__Using the information__
a - In the text on symptoms and suffering, what does the writer say would happen to a person's anxiety if the stressful situation were removed?
b - Pick up the text on symptoms and suffering after its final sentence and continue writing it.

__Text passage__
══════════════════════════════

Tuesday we talked about the paradigm
that symptoms are the cause of suffering; also, how the opposite
might be more accurate, that the suffering may be the root and the
symptoms are exterior representations of that suffering. This is
something that I have tried to put some thought into. It seems we
have a bit of a chicken/egg complex on our hands. It makes sense in
some situations that symptoms are the cause of a person's suffering.
For example, say a person has a neurological disorder (perhaps a
degenerative brain disease). In the instance that the neurological
dysfunction was not the result of abuse or physical trauma, what if
it's cause was genetic in orientation? In other words, “suffering”
was not the “cause” of the symptoms, but rather genetics or
“chance” was. The symptoms and/or behaviors that this person has
to deal with would certainly seem to “cause” a great deal of
dis-ease and suffering.
On the other hand, we can look at more
metaphysical issues for the other stance. Take anxiety for example.
I don't think there would be any doubt that a person's anxiety would
cause (in any varying degree) suffering. But it is also possible
that a stressful, high-tension, hyper-emotional life situation, a
situation which is “suffer-able”, is what is what is causing the
person's anxiety. In other words, if the situation were removed, the
anxiety would be removed as well. In this case both the previous
hypotheses are true. The suffering (as a verb) of the situation has
evoked a condition diagnosable as “anxiety”, however, that
condition not only espouses a state of suffering but also creates a
cyclic cause in which anxiety is espouses suffering but also provokes
the conditions and symptoms which are suffer-able.

══════════════════════════════

(Phrase grounding data)
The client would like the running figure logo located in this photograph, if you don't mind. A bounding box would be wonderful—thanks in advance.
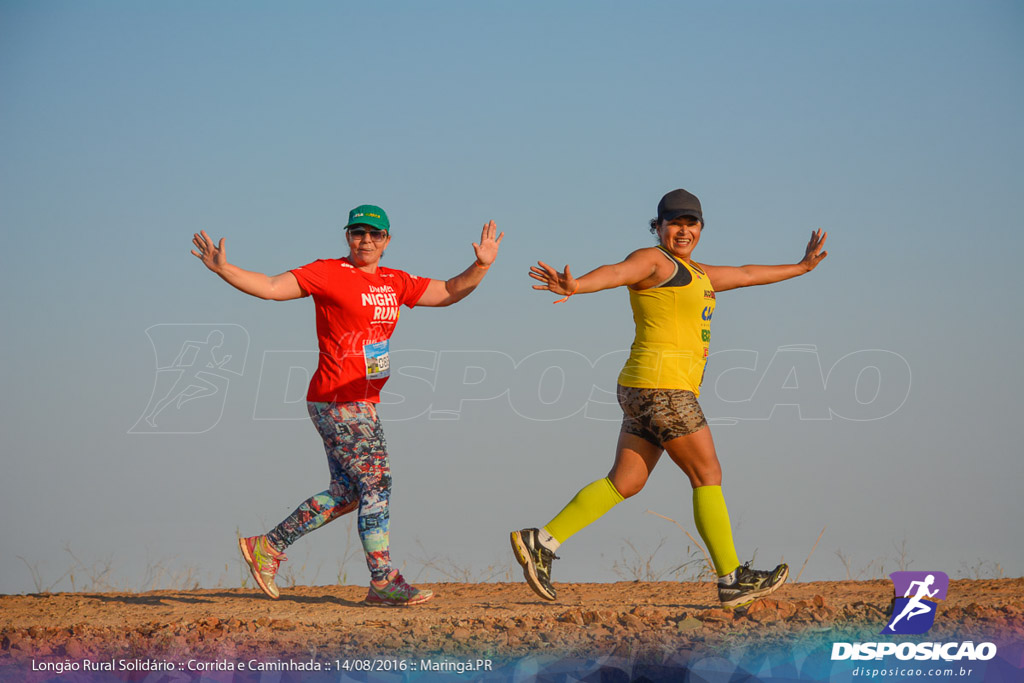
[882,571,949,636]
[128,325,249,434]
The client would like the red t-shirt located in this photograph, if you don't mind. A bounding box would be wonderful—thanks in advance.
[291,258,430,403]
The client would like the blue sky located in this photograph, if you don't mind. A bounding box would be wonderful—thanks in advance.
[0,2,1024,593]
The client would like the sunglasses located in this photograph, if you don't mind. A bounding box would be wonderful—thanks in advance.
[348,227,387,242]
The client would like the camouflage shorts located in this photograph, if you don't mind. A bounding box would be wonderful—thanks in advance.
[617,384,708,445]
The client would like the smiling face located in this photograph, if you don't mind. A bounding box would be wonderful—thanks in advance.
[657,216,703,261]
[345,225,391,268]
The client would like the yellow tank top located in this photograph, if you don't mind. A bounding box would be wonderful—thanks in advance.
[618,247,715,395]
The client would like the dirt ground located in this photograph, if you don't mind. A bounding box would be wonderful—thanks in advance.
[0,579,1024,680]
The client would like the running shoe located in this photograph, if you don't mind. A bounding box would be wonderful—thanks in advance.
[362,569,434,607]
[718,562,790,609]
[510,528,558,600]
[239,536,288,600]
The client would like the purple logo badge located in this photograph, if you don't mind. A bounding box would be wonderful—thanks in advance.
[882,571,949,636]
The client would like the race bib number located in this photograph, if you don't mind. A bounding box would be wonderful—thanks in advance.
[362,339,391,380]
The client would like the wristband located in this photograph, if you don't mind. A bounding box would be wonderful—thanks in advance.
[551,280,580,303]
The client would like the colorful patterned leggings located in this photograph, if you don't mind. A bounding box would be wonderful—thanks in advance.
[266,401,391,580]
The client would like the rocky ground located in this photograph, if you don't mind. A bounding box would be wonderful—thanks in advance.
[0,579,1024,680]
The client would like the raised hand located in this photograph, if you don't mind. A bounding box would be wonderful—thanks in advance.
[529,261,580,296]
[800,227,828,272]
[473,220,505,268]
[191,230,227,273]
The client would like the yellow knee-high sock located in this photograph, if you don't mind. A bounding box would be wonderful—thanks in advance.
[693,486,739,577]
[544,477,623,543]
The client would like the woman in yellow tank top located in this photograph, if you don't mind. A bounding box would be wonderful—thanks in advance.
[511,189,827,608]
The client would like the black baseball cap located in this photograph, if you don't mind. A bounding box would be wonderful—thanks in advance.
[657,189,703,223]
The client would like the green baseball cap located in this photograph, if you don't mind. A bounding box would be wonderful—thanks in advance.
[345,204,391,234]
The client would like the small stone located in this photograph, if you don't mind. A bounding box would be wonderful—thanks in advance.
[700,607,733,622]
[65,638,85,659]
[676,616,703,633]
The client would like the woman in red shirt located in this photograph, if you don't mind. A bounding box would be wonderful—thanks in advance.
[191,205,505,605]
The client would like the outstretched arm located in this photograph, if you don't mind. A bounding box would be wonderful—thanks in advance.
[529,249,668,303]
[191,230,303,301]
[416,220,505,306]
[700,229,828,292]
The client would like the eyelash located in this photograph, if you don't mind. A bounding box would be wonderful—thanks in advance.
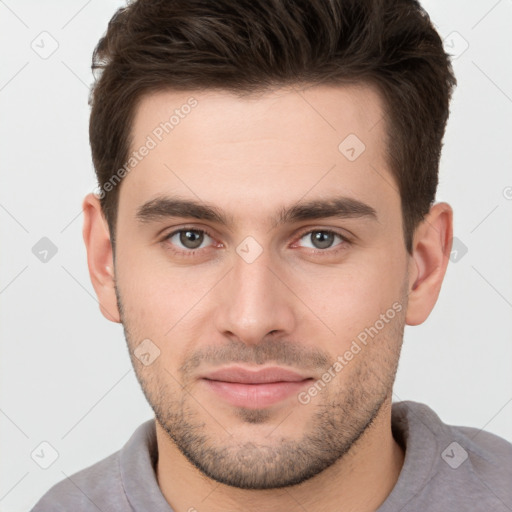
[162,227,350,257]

══════════════════════════════

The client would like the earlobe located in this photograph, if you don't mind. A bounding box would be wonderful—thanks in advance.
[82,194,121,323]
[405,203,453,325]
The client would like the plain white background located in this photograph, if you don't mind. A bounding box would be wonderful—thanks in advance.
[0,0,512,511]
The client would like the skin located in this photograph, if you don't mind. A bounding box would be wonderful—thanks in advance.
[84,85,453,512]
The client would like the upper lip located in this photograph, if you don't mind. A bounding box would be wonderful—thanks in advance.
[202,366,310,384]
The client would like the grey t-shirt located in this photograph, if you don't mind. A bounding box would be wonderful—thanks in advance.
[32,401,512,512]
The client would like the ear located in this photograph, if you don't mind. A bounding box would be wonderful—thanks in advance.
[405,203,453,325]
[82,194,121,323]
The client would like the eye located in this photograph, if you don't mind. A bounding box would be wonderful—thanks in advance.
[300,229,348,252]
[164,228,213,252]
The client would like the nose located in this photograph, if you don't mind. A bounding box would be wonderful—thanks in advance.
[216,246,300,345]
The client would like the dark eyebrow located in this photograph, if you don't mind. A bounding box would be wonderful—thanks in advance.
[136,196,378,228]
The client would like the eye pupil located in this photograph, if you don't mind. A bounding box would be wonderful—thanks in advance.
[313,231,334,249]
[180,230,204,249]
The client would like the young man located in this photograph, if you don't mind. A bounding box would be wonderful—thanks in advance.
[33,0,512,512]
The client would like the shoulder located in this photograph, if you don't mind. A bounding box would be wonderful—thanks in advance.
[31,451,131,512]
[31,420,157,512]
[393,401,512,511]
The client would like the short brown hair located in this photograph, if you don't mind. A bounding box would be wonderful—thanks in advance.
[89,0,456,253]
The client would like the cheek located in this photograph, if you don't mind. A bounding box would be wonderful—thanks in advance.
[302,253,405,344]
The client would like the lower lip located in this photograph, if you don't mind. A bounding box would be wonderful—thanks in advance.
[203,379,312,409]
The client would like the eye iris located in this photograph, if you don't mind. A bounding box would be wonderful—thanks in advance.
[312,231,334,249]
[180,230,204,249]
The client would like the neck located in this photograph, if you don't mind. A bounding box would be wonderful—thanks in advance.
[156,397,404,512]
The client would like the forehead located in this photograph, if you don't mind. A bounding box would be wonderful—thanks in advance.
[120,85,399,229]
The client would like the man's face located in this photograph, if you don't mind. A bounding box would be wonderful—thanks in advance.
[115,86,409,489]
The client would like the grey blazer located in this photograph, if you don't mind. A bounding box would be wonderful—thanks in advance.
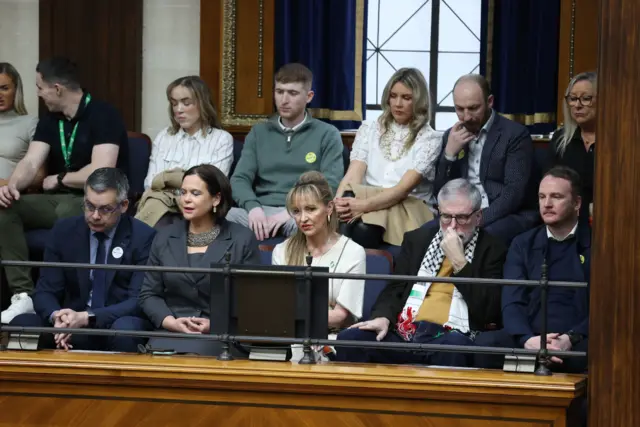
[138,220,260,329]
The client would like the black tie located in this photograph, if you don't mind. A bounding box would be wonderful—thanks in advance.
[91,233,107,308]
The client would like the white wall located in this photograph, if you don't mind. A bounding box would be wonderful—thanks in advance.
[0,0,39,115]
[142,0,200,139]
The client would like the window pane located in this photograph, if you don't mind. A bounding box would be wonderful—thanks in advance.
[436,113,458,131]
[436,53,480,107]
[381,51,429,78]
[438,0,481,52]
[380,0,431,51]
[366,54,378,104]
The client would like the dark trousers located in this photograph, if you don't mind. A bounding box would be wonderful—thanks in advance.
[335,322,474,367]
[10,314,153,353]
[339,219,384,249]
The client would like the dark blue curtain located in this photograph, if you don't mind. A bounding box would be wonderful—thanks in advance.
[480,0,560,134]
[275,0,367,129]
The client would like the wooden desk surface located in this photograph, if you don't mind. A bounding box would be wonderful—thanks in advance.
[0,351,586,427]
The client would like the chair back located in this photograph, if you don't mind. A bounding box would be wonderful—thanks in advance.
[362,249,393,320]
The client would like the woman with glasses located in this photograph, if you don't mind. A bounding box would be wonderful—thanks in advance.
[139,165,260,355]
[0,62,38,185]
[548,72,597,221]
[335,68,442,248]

══════════════════════════════

__Answers by item number__
a - The anxiety would be removed as well.

b -
I don't remember when exactly, but
sometime this week we touched on what I guess I would dub as
“Karmatic Therapist's Guilt.” That is, a therapist's guilt for
not suffering as their clients are. I don't think this “condition”
is explicit to therapist's, or even exclusive to health and mental
health care providers. We see this in another form as well that we
call “survivor's guilt.” In this form we have a case of what I
guess you could call “post-secondary-traumatic stress disorder.”
In the case of survivor's guilt the person feels overwhelming guilt
for having survived or not being the victim of a particular incident.
Due to the nature of our work, I think that therapists are highly
susceptible to their own brand of survivor's guilt. All of the
people we will work with are dealing with something, even if court
appointed to therapy. We are effectively establishing relationships
with our clients we have avenues of vividly seeing (understanding?)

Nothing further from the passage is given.